## Problem requirements
Reproduce verbatim the final portion of the material below, from the line containing "Identify a point for each instance of the soup" through its last line, and nothing else.

## Source data
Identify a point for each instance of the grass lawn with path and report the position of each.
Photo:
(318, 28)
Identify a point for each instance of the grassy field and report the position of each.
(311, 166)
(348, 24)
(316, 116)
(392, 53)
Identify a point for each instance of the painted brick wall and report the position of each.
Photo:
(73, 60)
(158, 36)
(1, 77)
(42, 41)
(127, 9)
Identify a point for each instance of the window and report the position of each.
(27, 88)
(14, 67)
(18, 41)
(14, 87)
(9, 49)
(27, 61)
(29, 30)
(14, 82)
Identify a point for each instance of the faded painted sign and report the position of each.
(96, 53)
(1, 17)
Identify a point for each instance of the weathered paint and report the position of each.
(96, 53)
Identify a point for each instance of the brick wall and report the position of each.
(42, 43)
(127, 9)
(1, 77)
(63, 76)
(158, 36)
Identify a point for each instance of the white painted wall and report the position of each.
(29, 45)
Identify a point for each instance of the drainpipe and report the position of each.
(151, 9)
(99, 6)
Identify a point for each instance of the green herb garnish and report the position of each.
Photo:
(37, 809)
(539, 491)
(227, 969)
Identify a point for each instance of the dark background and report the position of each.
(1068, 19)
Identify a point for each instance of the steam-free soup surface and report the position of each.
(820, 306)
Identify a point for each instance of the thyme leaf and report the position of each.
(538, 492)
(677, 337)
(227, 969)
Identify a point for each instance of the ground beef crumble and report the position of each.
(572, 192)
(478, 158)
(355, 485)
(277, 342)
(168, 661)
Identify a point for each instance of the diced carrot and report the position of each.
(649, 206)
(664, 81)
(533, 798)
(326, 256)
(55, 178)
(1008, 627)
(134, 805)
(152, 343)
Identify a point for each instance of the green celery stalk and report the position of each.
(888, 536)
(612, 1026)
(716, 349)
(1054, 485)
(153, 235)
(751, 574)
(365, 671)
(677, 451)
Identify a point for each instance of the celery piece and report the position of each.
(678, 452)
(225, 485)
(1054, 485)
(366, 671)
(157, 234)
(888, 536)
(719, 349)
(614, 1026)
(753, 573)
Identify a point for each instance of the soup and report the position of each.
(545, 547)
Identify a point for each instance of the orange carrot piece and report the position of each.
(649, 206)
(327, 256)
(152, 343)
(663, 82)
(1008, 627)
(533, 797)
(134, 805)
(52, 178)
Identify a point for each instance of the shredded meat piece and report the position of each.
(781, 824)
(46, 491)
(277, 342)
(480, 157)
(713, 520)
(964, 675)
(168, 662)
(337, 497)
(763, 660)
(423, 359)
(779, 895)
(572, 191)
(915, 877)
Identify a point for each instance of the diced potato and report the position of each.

## Written solution
Identify a point for each instance of the soup and report the position of each.
(545, 547)
Identify a point for each instance of the orange carrot piece and report the position of each.
(649, 206)
(327, 256)
(152, 343)
(663, 82)
(1008, 627)
(533, 797)
(134, 805)
(52, 178)
Identify a point for each instance of the shredded meat piece and report the position of each.
(781, 824)
(46, 491)
(277, 342)
(480, 157)
(713, 520)
(964, 675)
(168, 662)
(337, 497)
(763, 660)
(423, 359)
(779, 895)
(572, 191)
(915, 877)
Identify a point for each instance of the diced potato and report the position of each.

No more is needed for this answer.